Location identification items

■ ■ ■ ■

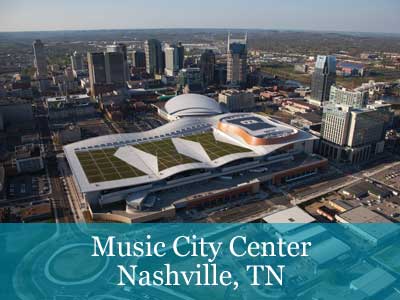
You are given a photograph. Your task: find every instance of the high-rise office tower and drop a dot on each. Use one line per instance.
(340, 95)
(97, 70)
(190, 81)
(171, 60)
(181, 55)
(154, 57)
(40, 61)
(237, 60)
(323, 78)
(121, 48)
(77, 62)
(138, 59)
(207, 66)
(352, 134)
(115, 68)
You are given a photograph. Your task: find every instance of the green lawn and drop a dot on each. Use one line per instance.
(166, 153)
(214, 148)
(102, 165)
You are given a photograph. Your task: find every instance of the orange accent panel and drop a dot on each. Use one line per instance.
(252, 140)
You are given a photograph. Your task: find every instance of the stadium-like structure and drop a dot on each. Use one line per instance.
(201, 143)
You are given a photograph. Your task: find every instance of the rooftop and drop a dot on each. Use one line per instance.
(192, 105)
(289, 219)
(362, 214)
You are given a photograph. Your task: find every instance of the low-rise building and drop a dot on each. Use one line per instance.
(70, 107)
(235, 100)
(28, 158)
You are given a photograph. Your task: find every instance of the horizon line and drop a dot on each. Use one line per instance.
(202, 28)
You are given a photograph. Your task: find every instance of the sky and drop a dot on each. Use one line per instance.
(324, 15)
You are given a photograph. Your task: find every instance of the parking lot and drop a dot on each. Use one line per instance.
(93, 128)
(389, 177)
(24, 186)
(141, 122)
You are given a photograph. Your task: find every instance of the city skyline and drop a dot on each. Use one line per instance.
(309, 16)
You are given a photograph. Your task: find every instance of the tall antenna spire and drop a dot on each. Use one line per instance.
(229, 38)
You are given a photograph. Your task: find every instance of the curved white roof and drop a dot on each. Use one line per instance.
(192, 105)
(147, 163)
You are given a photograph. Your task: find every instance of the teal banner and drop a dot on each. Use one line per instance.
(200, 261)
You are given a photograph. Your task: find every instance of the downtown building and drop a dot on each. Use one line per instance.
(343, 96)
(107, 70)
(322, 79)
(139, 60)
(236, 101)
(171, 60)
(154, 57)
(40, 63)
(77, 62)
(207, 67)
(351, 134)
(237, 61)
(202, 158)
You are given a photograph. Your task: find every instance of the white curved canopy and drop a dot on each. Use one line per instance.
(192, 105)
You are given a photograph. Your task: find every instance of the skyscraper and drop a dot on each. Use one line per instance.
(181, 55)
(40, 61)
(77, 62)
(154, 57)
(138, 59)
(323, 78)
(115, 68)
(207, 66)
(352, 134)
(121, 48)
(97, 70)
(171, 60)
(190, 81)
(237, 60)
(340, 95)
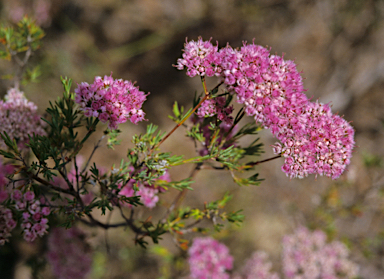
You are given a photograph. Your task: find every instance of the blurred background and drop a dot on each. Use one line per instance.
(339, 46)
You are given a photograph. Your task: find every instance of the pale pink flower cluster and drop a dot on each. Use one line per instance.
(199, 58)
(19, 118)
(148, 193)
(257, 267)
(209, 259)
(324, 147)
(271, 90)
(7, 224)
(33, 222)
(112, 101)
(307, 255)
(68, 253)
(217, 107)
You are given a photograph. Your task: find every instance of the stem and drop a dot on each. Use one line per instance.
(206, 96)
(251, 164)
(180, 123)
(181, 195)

■ ■ ■ ■

> [Task brief]: Rewrite all the rows, replacing "photograph" with "image" and keeping everything else the same. Omit the pictures from your version.

> [Task output]:
You are given a image. Your task: find every instance of the high-rise office tower and drop a dot on each. Use one line per instance.
(340, 95)
(97, 70)
(190, 81)
(171, 60)
(181, 55)
(154, 57)
(40, 61)
(237, 60)
(323, 78)
(121, 48)
(77, 62)
(138, 59)
(207, 66)
(352, 134)
(115, 68)
You are given a image. Your task: find every instance of the green lawn and drop a dot on each. Use one line per instance.
(166, 153)
(214, 148)
(102, 165)
You are given a image. Your task: find every instance of the orange accent panel and drop a dot on each. Use one line per instance.
(252, 140)
You are given a image. Your task: find every instance of the stadium-like structure and drop a dot on each. Use one line per instance.
(201, 143)
You are given a image. Your task: find every instance of the rooftop and drop a dot on each. Use one line per instance.
(192, 105)
(289, 219)
(362, 214)
You are given a image. Your task: find every instance of the low-rise building and drop a dot on each. Use one line per instance.
(70, 107)
(235, 100)
(28, 158)
You are given a image. Your task: find every instance of the horizon line and drop a dot on each. Use one line per instance.
(202, 28)
You are given a image. Your task: find every instance of the sky and drop a dot on each. Use one line per instance.
(324, 15)
You are given a image. Your task: find every instance of the parking lot and drop a dot on each. Use one line per instance.
(93, 128)
(389, 177)
(24, 186)
(141, 122)
You are given a image. Your task: find every instance of the city skyline and drop a dot on each. Use one line per instance.
(309, 16)
You are given a image. Your task: find every instance of the tall antenna spire and drop a dot on each. Use one line per instance.
(229, 38)
You are given a image. Your task: find every instance of the curved white roof and drop a dot on each. Use one line per instance.
(192, 105)
(147, 163)
You are given a image. Your task: find every instance of the teal banner and drop a dot on each. Use one line per instance.
(200, 261)
You are given a image. Your task: find every instance of the downtown building and drop a dot on each. Use one line per instance.
(343, 96)
(107, 70)
(322, 79)
(139, 60)
(236, 101)
(171, 60)
(154, 57)
(40, 63)
(77, 62)
(207, 67)
(351, 134)
(237, 61)
(202, 158)
You are given a image. Your task: find every instance of the white curved canopy and drop a dot on each. Use one line per instance.
(192, 105)
You are given a image. Your task: find every instance of the skyscraper and drop a dot on each. Use one line per instance.
(181, 55)
(40, 61)
(77, 62)
(154, 57)
(138, 59)
(323, 78)
(115, 68)
(207, 66)
(352, 134)
(121, 48)
(97, 70)
(171, 60)
(190, 81)
(237, 60)
(340, 95)
You are given a image. Your task: find every instance of the blurred background and drop a dot on each. Use one line per instance.
(339, 46)
You are given a image. Your task: find every instance of the pale pink flower cluster and drop a dot on each. Use one line per instance.
(199, 58)
(19, 118)
(148, 193)
(257, 267)
(209, 259)
(324, 147)
(271, 90)
(7, 224)
(33, 222)
(112, 101)
(307, 255)
(68, 253)
(217, 107)
You are given a image. Your task: find every instance of the stem and drop a dot on each. Use one line per instance.
(206, 96)
(251, 164)
(180, 123)
(181, 195)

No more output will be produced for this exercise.